• What you have to do: Update every item below by changing "drop a point" to "place a marker" wherever it occurs. Leave all other text unchanged.

────────────────

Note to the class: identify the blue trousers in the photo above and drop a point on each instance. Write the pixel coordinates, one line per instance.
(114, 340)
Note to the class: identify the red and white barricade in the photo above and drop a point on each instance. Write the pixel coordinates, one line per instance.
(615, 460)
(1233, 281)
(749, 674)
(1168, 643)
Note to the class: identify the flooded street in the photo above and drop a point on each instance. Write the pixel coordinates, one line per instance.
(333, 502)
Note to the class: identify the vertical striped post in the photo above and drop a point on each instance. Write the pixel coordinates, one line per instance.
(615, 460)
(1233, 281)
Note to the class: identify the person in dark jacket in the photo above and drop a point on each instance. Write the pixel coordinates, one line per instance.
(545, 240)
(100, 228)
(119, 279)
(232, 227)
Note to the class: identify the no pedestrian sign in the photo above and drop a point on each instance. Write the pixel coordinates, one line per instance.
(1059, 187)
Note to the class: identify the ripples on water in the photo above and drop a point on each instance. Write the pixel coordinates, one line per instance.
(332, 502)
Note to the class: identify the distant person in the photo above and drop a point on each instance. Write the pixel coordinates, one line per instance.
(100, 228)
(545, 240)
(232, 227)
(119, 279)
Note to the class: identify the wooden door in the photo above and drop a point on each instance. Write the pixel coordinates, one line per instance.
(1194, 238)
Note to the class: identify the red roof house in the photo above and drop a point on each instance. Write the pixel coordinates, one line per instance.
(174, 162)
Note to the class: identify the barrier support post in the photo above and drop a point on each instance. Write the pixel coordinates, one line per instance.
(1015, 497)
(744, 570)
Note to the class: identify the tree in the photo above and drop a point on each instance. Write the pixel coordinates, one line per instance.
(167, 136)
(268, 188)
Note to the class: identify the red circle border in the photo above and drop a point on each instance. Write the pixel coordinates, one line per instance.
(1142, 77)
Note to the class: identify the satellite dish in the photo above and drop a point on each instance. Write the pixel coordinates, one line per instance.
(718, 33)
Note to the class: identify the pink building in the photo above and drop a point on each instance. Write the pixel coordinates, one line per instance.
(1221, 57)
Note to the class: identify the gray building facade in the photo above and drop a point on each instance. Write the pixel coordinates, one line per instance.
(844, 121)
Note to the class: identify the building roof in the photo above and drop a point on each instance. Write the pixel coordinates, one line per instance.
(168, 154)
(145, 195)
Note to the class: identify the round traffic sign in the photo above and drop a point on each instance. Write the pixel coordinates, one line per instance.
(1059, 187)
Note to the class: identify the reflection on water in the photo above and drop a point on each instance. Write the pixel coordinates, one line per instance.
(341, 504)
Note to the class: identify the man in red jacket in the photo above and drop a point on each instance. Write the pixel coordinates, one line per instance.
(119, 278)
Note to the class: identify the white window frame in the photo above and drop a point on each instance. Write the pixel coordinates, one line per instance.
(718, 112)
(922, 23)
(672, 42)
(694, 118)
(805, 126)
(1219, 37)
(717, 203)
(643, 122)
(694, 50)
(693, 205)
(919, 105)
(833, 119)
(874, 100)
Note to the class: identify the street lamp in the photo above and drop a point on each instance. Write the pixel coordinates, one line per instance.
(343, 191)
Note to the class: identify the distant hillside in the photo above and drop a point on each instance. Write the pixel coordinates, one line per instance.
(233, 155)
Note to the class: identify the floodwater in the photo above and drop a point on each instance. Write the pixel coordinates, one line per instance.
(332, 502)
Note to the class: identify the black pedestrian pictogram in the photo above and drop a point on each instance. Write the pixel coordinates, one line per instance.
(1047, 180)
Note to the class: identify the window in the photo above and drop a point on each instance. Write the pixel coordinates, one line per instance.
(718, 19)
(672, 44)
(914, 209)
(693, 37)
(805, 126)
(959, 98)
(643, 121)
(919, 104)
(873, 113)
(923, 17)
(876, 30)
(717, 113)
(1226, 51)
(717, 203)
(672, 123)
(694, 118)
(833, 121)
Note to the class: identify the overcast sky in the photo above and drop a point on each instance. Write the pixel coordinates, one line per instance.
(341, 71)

────────────────

• Exercise result:
Note to the class: identify the blue trousers in the photo above and place a marker on each instance. Write the pixel coordinates, one line per instance.
(114, 340)
Note to the class: identify the red and white barricade in the photo above and place a marker on each instance. Write the pixel coordinates, one line per instance.
(615, 460)
(1233, 281)
(749, 674)
(1168, 643)
Note to the class: identify the flooded street in the photo above and place a marker on each instance. Write the pixel coordinates, one line per instance.
(333, 502)
Note to the class: identify the vertical striped post in the photo above and place a marker on each instance. Write the pixel coordinates, one line per instance.
(615, 460)
(1233, 281)
Note to the class: identify the person in dark jacket in the photo above and place a marker on each instance. Write the pixel coordinates, one line per instance.
(545, 240)
(100, 228)
(119, 279)
(232, 227)
Note to the class: identify the no pedestrian sign in the photo above and place a marker on each instance. Write the pixel coordinates, one line per instance.
(1059, 187)
Note to the class: identify the ripples on water in the photo above and place a marker on each instance. Write the pixel coordinates, one line per instance.
(332, 502)
Note to the class: identify the distant person in the photo above and place a marker on each instance. Write the pixel coordinates, one line per instance.
(100, 228)
(545, 240)
(232, 227)
(119, 279)
Note to the class: identify the wooden door in the photo above and place a marker on each instance. Write the pixel coordinates, one line per instance.
(1194, 238)
Note to the class: identify the red roof house in the photo above and place a marker on each instance. Write the pixel coordinates, one line per instance.
(174, 162)
Note to the class: identify the barrier support post in the photo above and place a marker on each instance. Write the pixel coordinates, one line per instance.
(1015, 497)
(744, 570)
Note to the class: identify the tree in the photo above and place a marker on each instance. Write the pixel coordinates, one line per instance.
(167, 136)
(268, 188)
Note to the class: identify the red circle border in the photo above and place a marker on each instance. Write the pixel coordinates, one line per instance.
(1142, 77)
Note to the class: identify the satellite dish in the photo above and place a marker on each instance. Write the pixel coordinates, one line per instance.
(718, 33)
Note to the class: identify the pink building in the photo above and place a marker on each instance. Write the pixel coordinates, one line per instance.
(1221, 57)
Note to the class: identify the gray building facade in the photo above and place a marker on each instance. Write the pixel coordinates, one line per instance.
(844, 121)
Note to the class: identify the building roof in the photo above and place a marker on each instance. Write the pixel coordinates, one line per instance.
(168, 154)
(145, 195)
Note to the class: identify the round traffic sign in the photo above and place a marker on each instance. Write the pixel coordinates, one line per instance.
(1059, 187)
Note to the class: identify the reflection on water in the photo above and place a marker on each instance. Write the pixel coordinates, one line per instance.
(341, 504)
Note to the class: identify the man in red jacket in the photo above and place a marker on each instance. Write the pixel coordinates, one line per instance.
(119, 278)
Note to the class: identify the white window frame in the photo above and place a marker on each instance. Write the pixel coordinates, one line per instance.
(718, 112)
(922, 23)
(672, 42)
(694, 118)
(805, 126)
(1219, 37)
(717, 203)
(643, 122)
(694, 50)
(693, 205)
(919, 105)
(833, 119)
(874, 100)
Note to the class: identify the street lamp in the photo above and place a marker on each instance. Write the pixel coordinates, one line per instance.
(343, 191)
Note to the class: identify the distant hillside in the photo above and place a marker on each instance. Write the pixel coordinates, one line per instance.
(233, 155)
Note to the class: identify the floodwater in the photo above and place a marker on each instance. Write the pixel coordinates, one line per instance.
(332, 502)
Note to the class: identify the black pedestrian pictogram in the photo above and place a marker on each instance. Write the pixel coordinates, one line per instance.
(1047, 180)
Note to the class: identify the window in the photo above and place a marker on each instance. Write the pixel coordinates, one line per instance.
(718, 19)
(672, 44)
(914, 209)
(693, 37)
(805, 126)
(959, 98)
(643, 121)
(919, 104)
(873, 113)
(923, 17)
(876, 30)
(717, 113)
(1226, 51)
(717, 203)
(672, 123)
(694, 118)
(833, 121)
Note to the class: identify the overcast sky in the photo above and place a marker on each instance. Write the pixel coordinates, one line per instance.
(341, 71)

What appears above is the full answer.